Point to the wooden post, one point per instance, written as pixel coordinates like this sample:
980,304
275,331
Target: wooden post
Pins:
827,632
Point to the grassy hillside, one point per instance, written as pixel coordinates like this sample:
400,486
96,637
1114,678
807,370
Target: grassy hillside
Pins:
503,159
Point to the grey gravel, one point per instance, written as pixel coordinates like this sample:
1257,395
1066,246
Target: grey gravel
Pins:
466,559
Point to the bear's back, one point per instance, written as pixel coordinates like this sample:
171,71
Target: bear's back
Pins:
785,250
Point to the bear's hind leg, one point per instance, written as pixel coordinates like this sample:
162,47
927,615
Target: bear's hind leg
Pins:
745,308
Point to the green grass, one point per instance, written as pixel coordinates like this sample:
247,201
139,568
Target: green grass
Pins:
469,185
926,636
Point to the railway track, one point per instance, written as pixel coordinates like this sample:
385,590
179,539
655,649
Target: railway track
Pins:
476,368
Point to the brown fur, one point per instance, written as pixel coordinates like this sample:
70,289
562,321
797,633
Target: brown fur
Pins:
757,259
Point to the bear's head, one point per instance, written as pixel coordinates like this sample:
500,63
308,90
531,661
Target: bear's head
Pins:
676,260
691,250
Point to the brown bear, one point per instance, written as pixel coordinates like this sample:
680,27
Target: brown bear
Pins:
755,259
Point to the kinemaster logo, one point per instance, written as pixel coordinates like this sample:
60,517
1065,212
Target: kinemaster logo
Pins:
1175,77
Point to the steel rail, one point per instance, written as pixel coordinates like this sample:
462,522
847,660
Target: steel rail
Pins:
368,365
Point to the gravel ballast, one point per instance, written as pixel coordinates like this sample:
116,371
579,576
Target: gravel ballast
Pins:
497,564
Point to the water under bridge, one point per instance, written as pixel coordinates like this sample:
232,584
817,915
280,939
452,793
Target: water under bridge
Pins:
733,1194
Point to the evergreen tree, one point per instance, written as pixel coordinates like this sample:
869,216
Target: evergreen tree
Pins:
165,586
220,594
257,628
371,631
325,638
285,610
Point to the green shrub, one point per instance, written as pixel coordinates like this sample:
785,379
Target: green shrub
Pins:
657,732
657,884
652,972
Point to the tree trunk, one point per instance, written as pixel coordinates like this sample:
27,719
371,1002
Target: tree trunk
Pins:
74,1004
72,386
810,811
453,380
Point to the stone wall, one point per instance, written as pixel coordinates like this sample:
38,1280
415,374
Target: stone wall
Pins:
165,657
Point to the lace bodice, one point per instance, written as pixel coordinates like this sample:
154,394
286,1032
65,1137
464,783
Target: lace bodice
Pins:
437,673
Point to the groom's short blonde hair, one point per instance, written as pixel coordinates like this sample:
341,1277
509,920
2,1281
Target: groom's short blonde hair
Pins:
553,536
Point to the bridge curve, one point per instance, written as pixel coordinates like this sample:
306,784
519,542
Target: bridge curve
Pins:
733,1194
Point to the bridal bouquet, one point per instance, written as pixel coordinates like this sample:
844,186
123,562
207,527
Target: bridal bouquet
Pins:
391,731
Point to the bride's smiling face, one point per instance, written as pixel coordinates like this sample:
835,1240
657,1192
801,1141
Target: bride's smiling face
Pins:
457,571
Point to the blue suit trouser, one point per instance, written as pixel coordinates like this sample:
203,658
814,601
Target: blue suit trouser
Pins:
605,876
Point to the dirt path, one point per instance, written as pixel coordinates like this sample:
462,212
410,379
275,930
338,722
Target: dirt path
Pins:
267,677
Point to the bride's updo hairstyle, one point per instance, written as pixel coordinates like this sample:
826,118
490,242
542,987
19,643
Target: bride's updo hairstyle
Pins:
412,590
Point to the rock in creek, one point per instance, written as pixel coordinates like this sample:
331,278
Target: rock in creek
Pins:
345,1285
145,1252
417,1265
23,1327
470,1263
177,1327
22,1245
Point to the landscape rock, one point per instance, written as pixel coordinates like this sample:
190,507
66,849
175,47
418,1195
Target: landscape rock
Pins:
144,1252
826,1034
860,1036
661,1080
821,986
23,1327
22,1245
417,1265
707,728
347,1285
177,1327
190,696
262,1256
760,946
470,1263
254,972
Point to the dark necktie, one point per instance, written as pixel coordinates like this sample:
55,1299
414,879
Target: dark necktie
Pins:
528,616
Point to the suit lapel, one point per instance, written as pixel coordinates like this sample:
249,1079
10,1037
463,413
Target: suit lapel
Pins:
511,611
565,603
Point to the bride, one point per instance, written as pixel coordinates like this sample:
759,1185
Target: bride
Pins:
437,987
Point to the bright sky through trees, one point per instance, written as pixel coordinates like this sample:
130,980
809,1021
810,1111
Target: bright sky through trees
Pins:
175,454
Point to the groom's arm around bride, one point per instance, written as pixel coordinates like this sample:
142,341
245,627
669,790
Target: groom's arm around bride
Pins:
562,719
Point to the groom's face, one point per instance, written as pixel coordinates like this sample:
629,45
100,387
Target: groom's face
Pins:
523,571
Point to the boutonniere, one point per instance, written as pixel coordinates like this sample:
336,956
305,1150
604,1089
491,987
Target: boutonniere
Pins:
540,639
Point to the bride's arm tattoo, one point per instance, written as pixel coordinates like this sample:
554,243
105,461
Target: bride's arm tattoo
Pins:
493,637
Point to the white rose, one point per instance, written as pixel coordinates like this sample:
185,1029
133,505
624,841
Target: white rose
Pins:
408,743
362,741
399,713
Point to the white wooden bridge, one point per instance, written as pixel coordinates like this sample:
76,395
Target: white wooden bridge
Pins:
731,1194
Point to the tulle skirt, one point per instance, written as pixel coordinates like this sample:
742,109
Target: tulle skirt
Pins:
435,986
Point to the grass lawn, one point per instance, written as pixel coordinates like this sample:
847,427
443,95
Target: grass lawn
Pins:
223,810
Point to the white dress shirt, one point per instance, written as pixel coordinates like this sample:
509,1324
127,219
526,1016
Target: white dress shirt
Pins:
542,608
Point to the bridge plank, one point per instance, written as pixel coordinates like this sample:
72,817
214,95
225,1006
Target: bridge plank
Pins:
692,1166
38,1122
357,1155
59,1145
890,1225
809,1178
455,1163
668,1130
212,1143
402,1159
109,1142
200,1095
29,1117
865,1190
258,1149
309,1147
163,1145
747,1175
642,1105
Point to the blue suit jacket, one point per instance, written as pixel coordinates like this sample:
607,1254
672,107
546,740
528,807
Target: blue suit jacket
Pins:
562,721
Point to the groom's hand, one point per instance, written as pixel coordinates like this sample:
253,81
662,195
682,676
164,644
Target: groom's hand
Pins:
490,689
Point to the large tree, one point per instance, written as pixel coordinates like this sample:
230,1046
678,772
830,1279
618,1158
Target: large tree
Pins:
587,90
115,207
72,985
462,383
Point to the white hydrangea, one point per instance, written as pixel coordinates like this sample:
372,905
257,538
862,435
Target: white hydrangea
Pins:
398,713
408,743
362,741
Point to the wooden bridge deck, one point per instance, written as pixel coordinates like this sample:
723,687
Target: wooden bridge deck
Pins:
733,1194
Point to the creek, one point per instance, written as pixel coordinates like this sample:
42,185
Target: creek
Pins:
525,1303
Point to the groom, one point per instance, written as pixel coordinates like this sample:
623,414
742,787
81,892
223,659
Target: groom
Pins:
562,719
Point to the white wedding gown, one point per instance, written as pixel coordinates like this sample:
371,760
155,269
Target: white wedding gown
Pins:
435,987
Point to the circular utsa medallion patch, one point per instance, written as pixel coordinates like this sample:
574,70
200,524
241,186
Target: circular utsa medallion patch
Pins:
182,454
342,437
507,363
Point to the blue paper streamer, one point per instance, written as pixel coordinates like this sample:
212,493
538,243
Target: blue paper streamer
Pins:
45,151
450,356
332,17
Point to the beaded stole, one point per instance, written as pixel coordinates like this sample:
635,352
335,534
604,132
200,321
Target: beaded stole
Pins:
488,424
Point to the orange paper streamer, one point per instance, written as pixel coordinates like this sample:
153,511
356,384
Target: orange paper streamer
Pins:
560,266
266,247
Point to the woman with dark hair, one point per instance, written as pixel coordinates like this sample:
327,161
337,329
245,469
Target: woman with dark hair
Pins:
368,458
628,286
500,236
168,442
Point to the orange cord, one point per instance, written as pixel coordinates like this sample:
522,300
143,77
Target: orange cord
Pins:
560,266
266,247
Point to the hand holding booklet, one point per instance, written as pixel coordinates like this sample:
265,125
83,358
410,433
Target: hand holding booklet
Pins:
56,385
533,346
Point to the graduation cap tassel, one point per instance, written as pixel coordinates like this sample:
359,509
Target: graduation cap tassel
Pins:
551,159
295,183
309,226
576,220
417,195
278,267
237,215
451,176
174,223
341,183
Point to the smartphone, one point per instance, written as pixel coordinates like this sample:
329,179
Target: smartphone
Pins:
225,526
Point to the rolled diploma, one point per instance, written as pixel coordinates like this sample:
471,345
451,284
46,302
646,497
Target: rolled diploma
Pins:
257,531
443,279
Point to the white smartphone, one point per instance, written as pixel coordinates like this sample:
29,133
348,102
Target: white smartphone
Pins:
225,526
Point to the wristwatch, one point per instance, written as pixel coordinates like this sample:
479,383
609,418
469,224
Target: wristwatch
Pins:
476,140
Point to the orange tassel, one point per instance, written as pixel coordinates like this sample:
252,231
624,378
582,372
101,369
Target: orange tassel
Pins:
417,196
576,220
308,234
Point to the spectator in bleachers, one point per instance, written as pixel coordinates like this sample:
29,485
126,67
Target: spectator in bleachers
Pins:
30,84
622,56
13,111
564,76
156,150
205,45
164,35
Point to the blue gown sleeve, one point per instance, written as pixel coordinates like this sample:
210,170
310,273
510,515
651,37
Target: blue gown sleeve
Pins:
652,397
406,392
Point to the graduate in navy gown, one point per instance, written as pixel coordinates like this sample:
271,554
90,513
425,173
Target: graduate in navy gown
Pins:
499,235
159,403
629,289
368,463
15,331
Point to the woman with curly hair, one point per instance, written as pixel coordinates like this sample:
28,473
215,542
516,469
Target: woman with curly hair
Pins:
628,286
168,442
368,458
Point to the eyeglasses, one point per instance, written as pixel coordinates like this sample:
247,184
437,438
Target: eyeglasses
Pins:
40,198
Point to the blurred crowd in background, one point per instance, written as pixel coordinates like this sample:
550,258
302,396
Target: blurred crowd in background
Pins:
▬▬▬▬▬▬
• **The task**
Reproduce the lines of the records above, from the line containing "Point to the orange tassel, one" through the end of the records, with no changes.

• **Result of the exercise**
Point to the orange tassel, one point per instance, written as pixel coordinates like this sample:
252,231
624,378
582,372
101,369
Target: orange tassel
Pins:
417,196
576,220
308,234
Point to the spectator in bleachers, one point per instance, written as pixel coordinates like this sample:
29,485
126,67
Target: spectator in bleachers
Pins:
30,84
622,56
13,111
564,76
156,150
205,45
164,35
Point to the blue gown sleeve, one point per instance, written as pixel coordinates like this sample:
210,170
310,273
510,515
651,37
Target: blue gown sleeve
Pins:
652,397
406,392
Point to the graduate in navy gown, one point per instance, written as pixel coordinates like this sample:
271,554
90,513
425,173
Target: graduate in navy gown
Pins:
499,235
159,403
629,289
368,463
15,331
Point to the woman with curly hair, one point per instance, written as pixel coordinates like this sample:
28,473
215,542
516,469
Target: woman with curly hair
Pins:
628,286
168,442
368,458
Point to the eyeglasses, one point per instance, written as pixel coordinates like this sample:
247,184
437,438
Target: eyeglasses
Pins:
40,198
Point to the blurred crowd in background, one point per instance, written as pixel coordinates like this sample:
550,258
302,396
Target: blurred crowd in background
Pins:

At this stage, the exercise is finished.